**Document segment**
Renting a Freezer Trailer in Tulare, Step by Step
On a bad day, booking should be the part that does not add stress. Four steps, an upfront number, and a single person who owns the whole thing.
1 · Describe the load
Tell us whether it is freezer or fridge product, a ballpark volume, and your rough window. That is enough for us to call the right size.
2 · We finalize size, power & spot
We pair you with a unit, confirm whether you have a dedicated circuit or need a generator, and pin the exact drop point so the truck makes one trip.
3 · Delivery and cold-down
We arrive on your schedule, about 45 minutes for a true emergency, set the trailer, energize it, and let it drive down to your number.
4 · Run it, reach us anytime
It holds the set-point for your entire term while our line stays live the whole way through. Wrap up, and we swing back for the pickup.

**What is required**
Reproduce the stretch of the freezer trailer rental steps from "Renting a Freezer" through "to your number.".

**Collected data**
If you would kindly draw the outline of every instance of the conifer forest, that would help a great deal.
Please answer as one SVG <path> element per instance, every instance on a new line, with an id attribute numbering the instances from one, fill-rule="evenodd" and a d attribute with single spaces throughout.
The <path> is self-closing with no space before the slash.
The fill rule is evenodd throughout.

**Solution to the exercise**
Renting a Freezer Trailer in Tulare, Step by Step
On a bad day, booking should be the part that does not add stress. Four steps, an upfront number, and a single person who owns the whole thing.
1 · Describe the load
Tell us whether it is freezer or fridge product, a ballpark volume, and your rough window. That is enough for us to call the right size.
2 · We finalize size, power & spot
We pair you with a unit, confirm whether you have a dedicated circuit or need a generator, and pin the exact drop point so the truck makes one trip.
3 · Delivery and cold-down
We arrive on your schedule, about 45 minutes for a true emergency, set the trailer, energize it, and let it drive down to your number.